■ **EXERCISE TASKS**:
a – Reproduce word for word everything in the court excerpt from "(ii) a condition" down to "has taken place.".
b – According to the court excerpt, what additional policy does Section 146 require for a vehicle carrying, or meant to carry, dangerous or hazardous goods?

■ **SOURCE EXCERPT**:
.....

9. Mr. D. Varadarajan, the learned Counsel appearing on behalf of the respondent Insurance Company, on the other hand, would submit:

(a) Even in this claim petition, the driver of the truck has not been impleaded as a party.

(b) Both the Tribunal as also the High Court arrived at a finding of fact that the appellant alone was negligent, and as such the same should not be interfered by this Court with particularly when no evidence was adduced on behalf of the appellant or Corporation to prove contra.

10. Chapter II of the Act provides for licensing of drivers of motor vehicles. The Central Government as also the State Government have been conferred powers to make rules under various provisions of the said Act.

Chapter 11 of the Act provides for insurance of motor vehicles against third party risks. Section 146 providing for necessity of insurance against third party risks is in the following terms.

146. Necessity for insurance against third party risk - (1) No person shall use, except as a passenger, or cause or allow any other person to use, a motor vehicle in a public place, unless there is in force in relation to the use of the vehicle by that person or that other person, as the case may be, a policy of insurance complying with the requirements of this Chapter:

Provided that in the case of a vehicle carrying, or meant to carry, dangerous or hazardous goods, there shall also be a policy of insurance under the Public Liability Insurance Act, 1991.
Section 147 provides for the requirements of policies and limits of liability.

Section 149 imposes duties on insurers to satisfy judgments and awards against persons insured in respect of third party risks.

The insurer having regard to Sub-section (2) of Section 149 of the Act would be entitled to avoid its liability in one of the contingencies specified therein. Section 149(2)(a) reads thus;

149(1) ***** *****

149(2) ***** ******

(a) that there has been a breach of a specified condition of the policy, being one of the following conditions, namely:

(i) a condition excluding the use of the vehicle-

(a) for hire or reward, where the vehicle is on the date of the contract of insurance a vehicle not covered by a permit to ply for hire or reward, or

(b) for organised racing and speed testing, or

(c) for a purpose not allowed by the permit under which the vehicle is used, where the vehicle is a transport vehicle, or

(d) without side-car being attached where the vehicle is a motor cycle; or

(ii) a condition excluding driving by a named person or persons or by any person who is not duly licensed, or by any person who has been disqualified for holding or obtaining a driving licence during the period of disqualification; or

(iii) a condition excluding liability for injury caused or contributed to by conditions of war, civil war, riot or civil commotion; or

(b) that the policy is void on the ground that it was obtained by the nondisclosure of a material fact or by a representation of fact which was false in some material particular.

Section 163A provides for special provision as to payment of compensation on structured formula basis in the event an accident arising out of the use of motor vehicle has taken place.

11. Chapter XII provides for constitution of Claims Tribunal. Section 166 envisages filing of an application for grant of compensation. An application may be filed for payment of compensation arising out of an accident of the nature specified in Sub-section (1) of Section 165.

.....

■ **DATA EXTRACT**:
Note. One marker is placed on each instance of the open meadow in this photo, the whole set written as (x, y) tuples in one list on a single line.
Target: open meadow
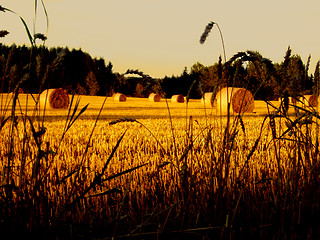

.....

■ **WRITTEN ANSWERS**:
a –
(ii) a condition excluding driving by a named person or persons or by any person who is not duly licensed, or by any person who has been disqualified for holding or obtaining a driving licence during the period of disqualification; or

(iii) a condition excluding liability for injury caused or contributed to by conditions of war, civil war, riot or civil commotion; or

(b) that the policy is void on the ground that it was obtained by the nondisclosure of a material fact or by a representation of fact which was false in some material particular.

Section 163A provides for special provision as to payment of compensation on structured formula basis in the event an accident arising out of the use of motor vehicle has taken place.

b – A policy of insurance under the Public Liability Insurance Act, 1991.